▶ **Fragment strony**
::::::::

Strona 433 z 813

: 18 lis 2011, 00:05
autor: Martalka
julchik póki działa, to bujaj ;)
ja już kiedyś się żaliłam, że nie lubię usypiania dzieci :ico_noniewiem:
I np. Damiana długo usypiałam na rękach... Miał ponad rok, jak Mila teraz, a ja wielki już Milenkowy brzuch :ico_noniewiem: Ale wystarczyło, że go trzymałam. Zasypiał. Potem nagle mu się odmieniło (ale od czasu do czasu trzeba próbować co dziecko powie na zmiany) i od dawna zasypia migiem na swojej podusi, ze swoim "uszatem" (taka maskotka).
Milucha usypiała generalnie w łóżeczku i mimo, że to działało pięknie to jej się odmieniło. Tylko w dzień miałam problemy. A dzisiaj takie darcie i "nie nie nieeee". Płacz rozpaczliwy. Albo "maaamoooooo, nieeeeee" (jakbym ją przypalała gorącym żelastwem :ico_oczko: ) A ja obok, "ciii, ciii" śpiewam, głaskam...
ehhhhhh oszalała...
Niestety nie pomaga to, że w pokoju obok są B i D, nawet jak bawią się ciuchutko, to ona i tak ich słyszy i ryczy. Dzisiaj wspinała się i wyłaziła mi z chusty. A wieczorem... strasznie wyła.
Skok rozwojowy????? :ico_oczko:

: 18 lis 2011, 10:25
autor: wisnia3006
witam!!!

::::::::

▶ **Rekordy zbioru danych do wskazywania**
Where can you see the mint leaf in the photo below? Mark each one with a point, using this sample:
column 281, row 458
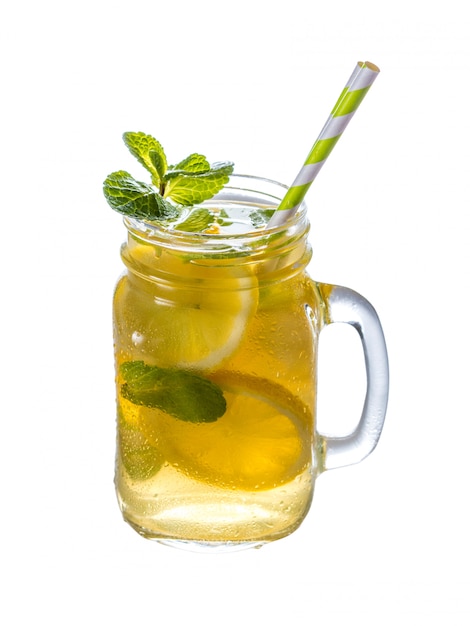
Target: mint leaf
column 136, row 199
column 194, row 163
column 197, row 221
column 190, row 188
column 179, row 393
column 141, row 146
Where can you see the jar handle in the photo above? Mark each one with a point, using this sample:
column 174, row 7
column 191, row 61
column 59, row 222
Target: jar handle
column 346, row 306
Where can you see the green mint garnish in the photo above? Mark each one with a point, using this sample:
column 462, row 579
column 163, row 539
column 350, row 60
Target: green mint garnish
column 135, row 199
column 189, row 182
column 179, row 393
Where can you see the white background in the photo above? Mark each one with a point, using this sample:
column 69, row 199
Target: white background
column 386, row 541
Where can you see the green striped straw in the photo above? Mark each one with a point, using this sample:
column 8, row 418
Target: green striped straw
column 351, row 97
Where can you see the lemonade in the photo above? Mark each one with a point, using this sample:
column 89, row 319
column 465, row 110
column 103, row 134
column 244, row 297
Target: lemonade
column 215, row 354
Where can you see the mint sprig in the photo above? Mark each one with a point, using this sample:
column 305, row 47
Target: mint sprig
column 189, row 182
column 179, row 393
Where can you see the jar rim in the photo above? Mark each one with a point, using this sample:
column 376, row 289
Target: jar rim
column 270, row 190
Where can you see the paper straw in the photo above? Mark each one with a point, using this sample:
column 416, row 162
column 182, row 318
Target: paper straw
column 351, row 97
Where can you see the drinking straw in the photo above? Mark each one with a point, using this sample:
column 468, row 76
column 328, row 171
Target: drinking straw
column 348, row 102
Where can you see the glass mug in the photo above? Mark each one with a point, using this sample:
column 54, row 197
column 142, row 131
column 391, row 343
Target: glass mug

::::::::

▶ **Twoje zadania**
• A. Streść fragment strony w dwóch zdaniach.
• B. Czym według fragmentu strony jest „uszat”, z którym zasypia Damian?
• C. Rozwiń fragment strony o dalszy ciąg, zaczynając po jego ostatnim zdaniu.

▶ **Odpowiedzi do zadań**
• A. Damian długo był usypiany na rękach, ale od dawna zasypia szybko na swojej poduszce z maskotką zwaną „uszatem”. Mila wcześniej zasypiała w łóżeczku, a teraz przy usypianiu rozpaczliwie płacze, słyszy B i D z pokoju obok i wyłaziła z chusty.

• B. To maskotka.

• C.
nicola widzialam zdjecia ciuszkow pozniej napisze ci co bym chciala.
a co do dzieci to wiem ze nie raz nas zadzwiaja. najgorzej mnie denerwuje jak gdzies pojechalismy do meza siostry i zuzia grzebala w ziemi od kwiatkow to zamiast delikatnie wziasc dziecko to ona ja pchwala i ratowala kwiatka juz nie pamieta jak jej dzieci byly male

zuzia jest coraz bardziej zazdrosna o mnie. wczoraj wzielam kolezanki malego syna a ona zaczela sie pchac i mnie bic a jak usiadlam to zaraz weszla mi na kolanach, tak samo jest z moja mama gdy przyszla i dala mi buzi. az sie boje gdy przyjdzie dziecko. z lalami chodzi przytula daje jesc.
no i wczoraj w nocy poczulam pierwsze ruchy dzidzi
gdzie gozdzik?

: 18 lis 2011, 12:29
autor: NICOLA_1985
wisnia
spoko :-)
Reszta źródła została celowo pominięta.